__Exercise objective__: Treat the line containing "point: river -- one" as the first line of the answer and the last line of the data as its final line, reproducing every line between exactly.

Saved entries
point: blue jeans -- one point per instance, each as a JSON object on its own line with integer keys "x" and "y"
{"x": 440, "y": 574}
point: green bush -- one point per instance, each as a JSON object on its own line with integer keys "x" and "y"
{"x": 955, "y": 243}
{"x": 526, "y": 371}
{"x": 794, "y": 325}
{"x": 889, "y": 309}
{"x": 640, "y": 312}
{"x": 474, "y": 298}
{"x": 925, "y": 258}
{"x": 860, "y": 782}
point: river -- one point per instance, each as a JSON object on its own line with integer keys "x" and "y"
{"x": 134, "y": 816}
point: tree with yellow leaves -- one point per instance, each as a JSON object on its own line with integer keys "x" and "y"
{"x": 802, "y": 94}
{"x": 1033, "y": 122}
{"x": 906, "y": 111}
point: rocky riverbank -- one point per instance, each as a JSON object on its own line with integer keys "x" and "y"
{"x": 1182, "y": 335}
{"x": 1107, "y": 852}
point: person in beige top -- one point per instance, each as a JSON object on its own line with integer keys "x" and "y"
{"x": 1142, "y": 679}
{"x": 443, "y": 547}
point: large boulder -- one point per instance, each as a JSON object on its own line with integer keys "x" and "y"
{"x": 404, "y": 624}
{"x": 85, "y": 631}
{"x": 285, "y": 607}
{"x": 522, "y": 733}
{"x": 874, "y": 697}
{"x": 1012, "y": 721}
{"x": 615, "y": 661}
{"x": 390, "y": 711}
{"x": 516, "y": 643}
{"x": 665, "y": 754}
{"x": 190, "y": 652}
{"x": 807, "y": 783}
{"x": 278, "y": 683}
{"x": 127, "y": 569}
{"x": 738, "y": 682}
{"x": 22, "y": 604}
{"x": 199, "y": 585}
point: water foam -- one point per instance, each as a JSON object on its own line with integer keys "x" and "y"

__Task output__:
point: river -- one point per instance, each as a JSON object on its own line with integer keys "x" and "y"
{"x": 134, "y": 816}
point: tree with yellow leaves -- one point per instance, each as a JSON object on its own line with integer keys "x" and "y"
{"x": 802, "y": 94}
{"x": 1033, "y": 122}
{"x": 906, "y": 111}
point: rocky riverbank -- one point per instance, each as a JSON object on its own line with integer keys "x" and "y"
{"x": 1182, "y": 335}
{"x": 1107, "y": 852}
point: person in beige top -- one point per instance, each as a JSON object on its own line with integer keys "x" and "y"
{"x": 1142, "y": 679}
{"x": 443, "y": 547}
point: large boulder -- one point per instance, each as a JSON object on its own line with integer keys "x" and "y"
{"x": 404, "y": 624}
{"x": 85, "y": 631}
{"x": 285, "y": 607}
{"x": 522, "y": 733}
{"x": 874, "y": 697}
{"x": 1012, "y": 721}
{"x": 615, "y": 661}
{"x": 390, "y": 711}
{"x": 516, "y": 643}
{"x": 665, "y": 754}
{"x": 190, "y": 652}
{"x": 807, "y": 783}
{"x": 278, "y": 683}
{"x": 127, "y": 569}
{"x": 738, "y": 682}
{"x": 22, "y": 604}
{"x": 199, "y": 585}
point: water foam -- one point per instance, each as a JSON object on its own line with integer keys "x" and "y"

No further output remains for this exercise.